YOUR GOAL: Reproduce all entries verbatim, with nothing added or dropped.

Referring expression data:

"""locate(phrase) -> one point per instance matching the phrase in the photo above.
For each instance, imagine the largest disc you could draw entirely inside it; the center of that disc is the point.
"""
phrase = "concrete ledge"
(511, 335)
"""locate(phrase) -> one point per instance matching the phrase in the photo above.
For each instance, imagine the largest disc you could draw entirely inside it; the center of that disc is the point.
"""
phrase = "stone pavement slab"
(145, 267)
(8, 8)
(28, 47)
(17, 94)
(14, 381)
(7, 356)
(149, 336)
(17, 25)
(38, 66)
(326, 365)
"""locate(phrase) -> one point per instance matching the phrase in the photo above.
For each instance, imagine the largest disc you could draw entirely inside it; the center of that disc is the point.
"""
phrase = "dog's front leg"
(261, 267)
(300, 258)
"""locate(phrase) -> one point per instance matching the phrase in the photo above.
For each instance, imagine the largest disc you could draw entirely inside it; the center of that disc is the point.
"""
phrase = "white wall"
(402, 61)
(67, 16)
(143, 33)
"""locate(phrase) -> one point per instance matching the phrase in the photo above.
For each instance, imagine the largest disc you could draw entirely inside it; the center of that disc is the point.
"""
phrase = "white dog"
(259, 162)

TASK OUTPUT:
"""locate(phrase) -> one point per instance matching the phrase in the photo above.
For each instance, imagine the largest disc you could draw entirely inside it; the center of that disc is the point.
"""
phrase = "concrete ledge"
(511, 335)
"""locate(phrase) -> one point per instance matching the phrase in the photo above.
For each instance, imagine the largest disc you could draw entirely inside it; the center of that disc is the point.
"""
phrase = "stone pavement slab"
(145, 267)
(8, 8)
(28, 47)
(17, 94)
(14, 381)
(7, 356)
(149, 336)
(17, 25)
(38, 66)
(326, 365)
"""locate(phrase) -> one point per instance matching the phrase in the photo above.
For each instance, imagine the largest disc you could draw entirely inside it; the center of that disc is the point.
"""
phrase = "dog's front leg"
(261, 267)
(300, 258)
"""locate(phrase) -> one point per instance matching the phrase in the photo above.
For each instance, imagine the largest disc you could draw entirely inside it; the center of that disc is the point.
"""
phrase = "white wall"
(402, 61)
(67, 16)
(143, 33)
"""locate(phrase) -> one point per instance matching the phrase in the photo above.
For each instance, imagine the largest disc you could draw entirely inside it; the center of that disc is the point.
"""
phrase = "white dog"
(259, 162)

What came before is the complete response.